* Begin Quoted passage *
Question

The point P(x,y) moves so that the sum of the squares of tis distances from (4,1) and (2,-5) is 45. Find the equation of the locus

Answer 1

a sum of squares defines a circle; or perhaps an elipse

Answer 2

(4-2)^2 + (1--5)^2 = 45

4 + 36 = 45 ; /45

4/45 + 36/45 = 1 ; need a constant of variation somplace :)

Answer 3

the equation of the locus? i assume that means its center, or dies it mean foci?

Answer 4

(4,1) is one foci; (2,-5) is the other foci; this is an ellipse that is tilted

Answer 5

the tilt is the angle from foci to foci

Answer 6

slope = 6/2 = 3; which might be useful, tan(t) = 3

But the distance between the foci divided by 2 tells us the center point, right?

sqrt(2^2 + 6^2); sqrt(4+36); sqrt(40) = 2sqrt(10)

d/2 = sqrt(10) between the foci :)

Answer 7

wow...am so confused my lecturer told us to skip this question but...i just wanted to get a feel on how the working would look..:|

Answer 8

halfway between 2 and 4 is 3; so its centerd at x=3

halfway between -5 and 1 is -2; so its centered at y=-2

(x-3)^2 (y+2)^2
------ + ------- = 1 should be a general set up
a^2(45) b^2(45)

Answer 9

oh ok makes a little more sense now thanks so much amistre!

Answer 10

the titled/rotated conics are pretty cool, but I aint got all the info in my head to do them :)

Answer 11

thats the double intercept formula that you used?

Answer 12

okay...lol

Answer 13

i got no idea what the formula is called :) but yes, its the one that makes an ellipse ;)

Answer 14

okay cool thanks again so much really do appreciate amistre!

Answer 15

just in case:

\[\frac{(x-3)^2}{(60-20\sqrt{3})}+\frac{(y+2)^2}{(50-20\sqrt{3})}=1; \text{tilted at an angle of: a = }tan^{-1}(3)\]

Answer 16

\(\frac{(x-3)^2}{(60-20\sqrt{3})}+\frac{(y+2)^2}{(50-20\sqrt{3})}=1; \text{tilted at an angle of: a = }tan^{-1}(3)\)

Answer 17

lol .... titled at an angle of: a = tan-1(3)

Answer 18

okay
* End Quoted passage *
* Begin Data *
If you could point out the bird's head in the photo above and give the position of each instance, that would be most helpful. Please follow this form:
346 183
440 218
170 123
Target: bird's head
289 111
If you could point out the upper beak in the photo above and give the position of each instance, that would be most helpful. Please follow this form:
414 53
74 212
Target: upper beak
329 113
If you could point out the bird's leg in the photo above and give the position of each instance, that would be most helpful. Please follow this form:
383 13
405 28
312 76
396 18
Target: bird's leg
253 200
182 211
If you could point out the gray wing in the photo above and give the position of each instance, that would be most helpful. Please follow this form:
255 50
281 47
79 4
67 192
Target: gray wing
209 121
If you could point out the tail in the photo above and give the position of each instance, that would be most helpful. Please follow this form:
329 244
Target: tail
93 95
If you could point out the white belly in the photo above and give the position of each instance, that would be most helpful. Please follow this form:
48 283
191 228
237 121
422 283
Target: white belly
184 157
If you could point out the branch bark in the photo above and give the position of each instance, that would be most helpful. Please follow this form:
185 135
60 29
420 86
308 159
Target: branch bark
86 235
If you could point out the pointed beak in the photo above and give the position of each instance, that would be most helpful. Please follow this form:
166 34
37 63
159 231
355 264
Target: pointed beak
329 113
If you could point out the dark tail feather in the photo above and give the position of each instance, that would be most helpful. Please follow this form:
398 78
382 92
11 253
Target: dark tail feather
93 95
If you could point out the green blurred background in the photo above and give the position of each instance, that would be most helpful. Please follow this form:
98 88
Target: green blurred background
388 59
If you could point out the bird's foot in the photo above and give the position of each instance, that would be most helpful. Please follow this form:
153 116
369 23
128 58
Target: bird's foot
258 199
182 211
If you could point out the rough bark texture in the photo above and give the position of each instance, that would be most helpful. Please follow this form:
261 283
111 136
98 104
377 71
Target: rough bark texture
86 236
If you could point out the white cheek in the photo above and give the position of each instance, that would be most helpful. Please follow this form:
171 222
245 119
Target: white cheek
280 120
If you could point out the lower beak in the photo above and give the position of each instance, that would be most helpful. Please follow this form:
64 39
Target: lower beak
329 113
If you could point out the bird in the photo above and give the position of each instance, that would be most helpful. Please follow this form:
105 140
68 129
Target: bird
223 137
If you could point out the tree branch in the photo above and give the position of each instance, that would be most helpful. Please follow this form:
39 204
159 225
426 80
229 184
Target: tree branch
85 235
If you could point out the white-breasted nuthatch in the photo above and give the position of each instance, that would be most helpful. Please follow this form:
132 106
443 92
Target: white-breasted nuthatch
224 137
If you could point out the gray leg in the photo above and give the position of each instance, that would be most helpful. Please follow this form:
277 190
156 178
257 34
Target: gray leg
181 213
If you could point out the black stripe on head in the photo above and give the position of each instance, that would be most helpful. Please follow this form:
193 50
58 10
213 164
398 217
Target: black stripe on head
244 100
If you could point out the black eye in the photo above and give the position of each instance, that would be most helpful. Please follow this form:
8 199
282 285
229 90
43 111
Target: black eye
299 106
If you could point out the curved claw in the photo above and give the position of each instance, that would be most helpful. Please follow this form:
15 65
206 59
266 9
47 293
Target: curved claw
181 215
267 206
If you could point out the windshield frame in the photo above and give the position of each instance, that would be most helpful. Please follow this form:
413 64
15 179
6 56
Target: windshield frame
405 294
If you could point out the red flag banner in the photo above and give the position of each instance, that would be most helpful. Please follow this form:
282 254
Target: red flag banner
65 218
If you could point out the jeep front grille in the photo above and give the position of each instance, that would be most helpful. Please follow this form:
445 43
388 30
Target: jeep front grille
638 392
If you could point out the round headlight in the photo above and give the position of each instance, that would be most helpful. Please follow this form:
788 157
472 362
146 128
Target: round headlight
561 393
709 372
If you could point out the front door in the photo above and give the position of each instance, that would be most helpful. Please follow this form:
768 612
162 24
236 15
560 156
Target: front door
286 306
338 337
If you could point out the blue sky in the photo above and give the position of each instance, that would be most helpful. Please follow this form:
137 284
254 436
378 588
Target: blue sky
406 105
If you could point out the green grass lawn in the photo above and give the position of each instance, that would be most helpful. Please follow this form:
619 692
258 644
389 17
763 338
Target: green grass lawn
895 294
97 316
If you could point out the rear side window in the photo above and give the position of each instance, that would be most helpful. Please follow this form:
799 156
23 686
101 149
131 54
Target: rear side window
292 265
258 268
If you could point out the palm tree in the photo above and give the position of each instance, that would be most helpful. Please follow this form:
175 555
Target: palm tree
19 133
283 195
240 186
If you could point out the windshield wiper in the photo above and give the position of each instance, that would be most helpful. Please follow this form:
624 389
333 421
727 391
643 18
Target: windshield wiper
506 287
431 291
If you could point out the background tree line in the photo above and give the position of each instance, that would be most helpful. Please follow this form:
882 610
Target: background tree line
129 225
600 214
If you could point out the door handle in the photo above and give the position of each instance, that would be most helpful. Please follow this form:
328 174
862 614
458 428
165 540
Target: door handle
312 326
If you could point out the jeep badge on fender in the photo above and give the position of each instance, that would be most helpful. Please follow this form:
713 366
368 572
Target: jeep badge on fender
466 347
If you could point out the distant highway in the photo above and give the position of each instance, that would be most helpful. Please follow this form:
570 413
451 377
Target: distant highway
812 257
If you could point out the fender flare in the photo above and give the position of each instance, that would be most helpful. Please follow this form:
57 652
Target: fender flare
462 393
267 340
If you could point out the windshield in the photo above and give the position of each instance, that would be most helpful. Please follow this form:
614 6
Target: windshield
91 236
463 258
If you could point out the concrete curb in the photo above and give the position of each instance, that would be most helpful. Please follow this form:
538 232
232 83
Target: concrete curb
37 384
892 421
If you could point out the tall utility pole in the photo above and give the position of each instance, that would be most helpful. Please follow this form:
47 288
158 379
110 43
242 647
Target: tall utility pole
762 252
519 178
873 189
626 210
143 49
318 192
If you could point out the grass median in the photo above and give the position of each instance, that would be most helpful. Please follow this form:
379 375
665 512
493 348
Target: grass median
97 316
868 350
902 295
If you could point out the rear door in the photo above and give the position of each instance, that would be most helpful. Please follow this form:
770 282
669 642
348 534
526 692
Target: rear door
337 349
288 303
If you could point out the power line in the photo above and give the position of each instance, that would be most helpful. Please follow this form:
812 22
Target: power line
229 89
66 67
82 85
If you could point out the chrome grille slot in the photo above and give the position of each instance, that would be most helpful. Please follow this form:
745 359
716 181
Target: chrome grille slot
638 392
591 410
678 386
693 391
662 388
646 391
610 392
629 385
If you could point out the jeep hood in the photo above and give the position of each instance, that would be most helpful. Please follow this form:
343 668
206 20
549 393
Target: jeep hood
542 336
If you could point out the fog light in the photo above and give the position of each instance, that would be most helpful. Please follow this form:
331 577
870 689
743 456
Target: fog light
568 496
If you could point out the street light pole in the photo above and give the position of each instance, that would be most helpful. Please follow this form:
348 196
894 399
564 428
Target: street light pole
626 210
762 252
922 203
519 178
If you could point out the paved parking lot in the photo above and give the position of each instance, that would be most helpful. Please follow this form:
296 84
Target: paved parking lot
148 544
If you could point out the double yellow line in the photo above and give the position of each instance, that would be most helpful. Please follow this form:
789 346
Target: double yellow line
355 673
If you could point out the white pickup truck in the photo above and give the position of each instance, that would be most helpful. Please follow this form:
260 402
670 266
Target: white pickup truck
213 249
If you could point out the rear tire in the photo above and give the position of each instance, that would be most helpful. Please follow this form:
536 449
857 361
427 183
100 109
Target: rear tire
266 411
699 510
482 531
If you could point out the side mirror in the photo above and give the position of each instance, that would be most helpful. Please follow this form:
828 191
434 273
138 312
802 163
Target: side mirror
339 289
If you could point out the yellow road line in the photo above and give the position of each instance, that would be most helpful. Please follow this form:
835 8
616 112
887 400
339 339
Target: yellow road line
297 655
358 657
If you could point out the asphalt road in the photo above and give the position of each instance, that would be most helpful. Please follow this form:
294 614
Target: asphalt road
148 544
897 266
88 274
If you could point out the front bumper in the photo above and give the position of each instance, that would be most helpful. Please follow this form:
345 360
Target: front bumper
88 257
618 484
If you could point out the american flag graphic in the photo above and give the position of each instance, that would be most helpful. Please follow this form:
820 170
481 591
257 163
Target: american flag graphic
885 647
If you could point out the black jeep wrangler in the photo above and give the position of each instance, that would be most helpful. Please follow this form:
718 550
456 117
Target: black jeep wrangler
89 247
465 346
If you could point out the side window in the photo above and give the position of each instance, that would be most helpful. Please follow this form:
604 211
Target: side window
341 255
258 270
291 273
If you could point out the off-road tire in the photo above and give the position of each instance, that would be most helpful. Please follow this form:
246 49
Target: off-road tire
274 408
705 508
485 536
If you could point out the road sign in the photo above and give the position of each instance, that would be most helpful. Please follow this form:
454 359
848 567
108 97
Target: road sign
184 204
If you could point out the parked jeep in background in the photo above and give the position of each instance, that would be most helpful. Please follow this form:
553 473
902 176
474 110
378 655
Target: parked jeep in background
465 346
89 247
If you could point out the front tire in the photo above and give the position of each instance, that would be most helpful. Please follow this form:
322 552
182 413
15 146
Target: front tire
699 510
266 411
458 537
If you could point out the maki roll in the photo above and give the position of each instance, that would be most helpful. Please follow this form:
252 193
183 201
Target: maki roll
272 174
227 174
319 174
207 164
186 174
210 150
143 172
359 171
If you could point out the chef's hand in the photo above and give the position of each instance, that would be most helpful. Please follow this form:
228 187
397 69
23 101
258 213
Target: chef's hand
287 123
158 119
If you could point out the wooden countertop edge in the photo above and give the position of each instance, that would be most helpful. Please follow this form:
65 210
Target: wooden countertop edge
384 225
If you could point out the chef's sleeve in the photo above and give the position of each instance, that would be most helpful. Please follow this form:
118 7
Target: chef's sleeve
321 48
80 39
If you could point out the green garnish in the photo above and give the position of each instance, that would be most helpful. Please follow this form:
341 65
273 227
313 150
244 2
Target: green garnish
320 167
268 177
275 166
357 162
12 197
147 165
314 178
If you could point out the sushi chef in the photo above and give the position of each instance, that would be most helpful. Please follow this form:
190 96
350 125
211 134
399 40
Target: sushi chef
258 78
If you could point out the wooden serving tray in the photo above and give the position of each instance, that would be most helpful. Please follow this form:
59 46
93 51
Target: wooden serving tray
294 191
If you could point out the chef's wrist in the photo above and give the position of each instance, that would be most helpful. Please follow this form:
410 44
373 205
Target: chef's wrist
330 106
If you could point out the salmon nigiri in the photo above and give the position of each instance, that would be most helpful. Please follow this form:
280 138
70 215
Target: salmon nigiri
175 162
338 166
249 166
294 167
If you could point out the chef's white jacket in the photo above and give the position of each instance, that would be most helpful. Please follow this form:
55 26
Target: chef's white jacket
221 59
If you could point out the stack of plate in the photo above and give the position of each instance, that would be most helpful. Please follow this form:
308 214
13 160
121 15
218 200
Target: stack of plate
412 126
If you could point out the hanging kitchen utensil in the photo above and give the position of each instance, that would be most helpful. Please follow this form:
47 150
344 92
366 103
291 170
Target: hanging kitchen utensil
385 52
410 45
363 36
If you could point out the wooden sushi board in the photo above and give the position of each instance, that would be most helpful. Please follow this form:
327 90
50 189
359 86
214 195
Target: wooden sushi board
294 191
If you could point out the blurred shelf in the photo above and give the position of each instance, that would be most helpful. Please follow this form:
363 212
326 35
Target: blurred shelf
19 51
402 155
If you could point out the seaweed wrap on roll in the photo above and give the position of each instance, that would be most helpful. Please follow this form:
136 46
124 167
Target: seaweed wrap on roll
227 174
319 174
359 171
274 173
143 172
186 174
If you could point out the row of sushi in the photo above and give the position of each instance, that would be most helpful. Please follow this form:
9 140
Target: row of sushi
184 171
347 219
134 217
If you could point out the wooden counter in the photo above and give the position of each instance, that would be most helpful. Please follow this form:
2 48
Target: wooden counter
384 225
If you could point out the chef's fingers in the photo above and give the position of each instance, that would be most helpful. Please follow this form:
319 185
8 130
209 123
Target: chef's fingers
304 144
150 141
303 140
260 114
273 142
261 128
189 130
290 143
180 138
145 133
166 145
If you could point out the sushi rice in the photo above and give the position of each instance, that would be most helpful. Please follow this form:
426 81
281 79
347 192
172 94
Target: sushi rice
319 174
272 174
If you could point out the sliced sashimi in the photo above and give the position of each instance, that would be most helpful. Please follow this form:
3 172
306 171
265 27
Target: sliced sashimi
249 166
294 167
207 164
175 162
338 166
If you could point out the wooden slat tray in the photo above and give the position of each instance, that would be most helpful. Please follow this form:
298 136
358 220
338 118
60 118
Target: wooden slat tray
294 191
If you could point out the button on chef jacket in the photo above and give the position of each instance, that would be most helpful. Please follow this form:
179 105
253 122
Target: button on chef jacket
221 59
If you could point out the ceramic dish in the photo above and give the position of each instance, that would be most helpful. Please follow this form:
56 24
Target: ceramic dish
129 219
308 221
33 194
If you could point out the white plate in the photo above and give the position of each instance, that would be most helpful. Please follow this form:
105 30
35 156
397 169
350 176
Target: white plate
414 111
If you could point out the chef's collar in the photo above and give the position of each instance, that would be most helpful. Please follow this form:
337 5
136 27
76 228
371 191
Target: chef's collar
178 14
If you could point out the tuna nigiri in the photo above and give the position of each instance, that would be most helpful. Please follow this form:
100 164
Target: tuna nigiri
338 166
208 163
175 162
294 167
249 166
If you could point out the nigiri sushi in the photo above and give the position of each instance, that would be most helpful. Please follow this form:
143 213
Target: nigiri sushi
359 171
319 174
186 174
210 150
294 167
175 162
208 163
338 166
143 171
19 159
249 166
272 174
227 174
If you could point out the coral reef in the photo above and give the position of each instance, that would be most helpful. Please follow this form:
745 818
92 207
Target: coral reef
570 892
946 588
* End Data *
== What is being asked ==
Reproduce the locus thread word for word from "(4,1) is one" to "center point, right?".

== Task response ==
(4,1) is one foci; (2,-5) is the other foci; this is an ellipse that is tilted

Answer 5

the tilt is the angle from foci to foci

Answer 6

slope = 6/2 = 3; which might be useful, tan(t) = 3

But the distance between the foci divided by 2 tells us the center point, right?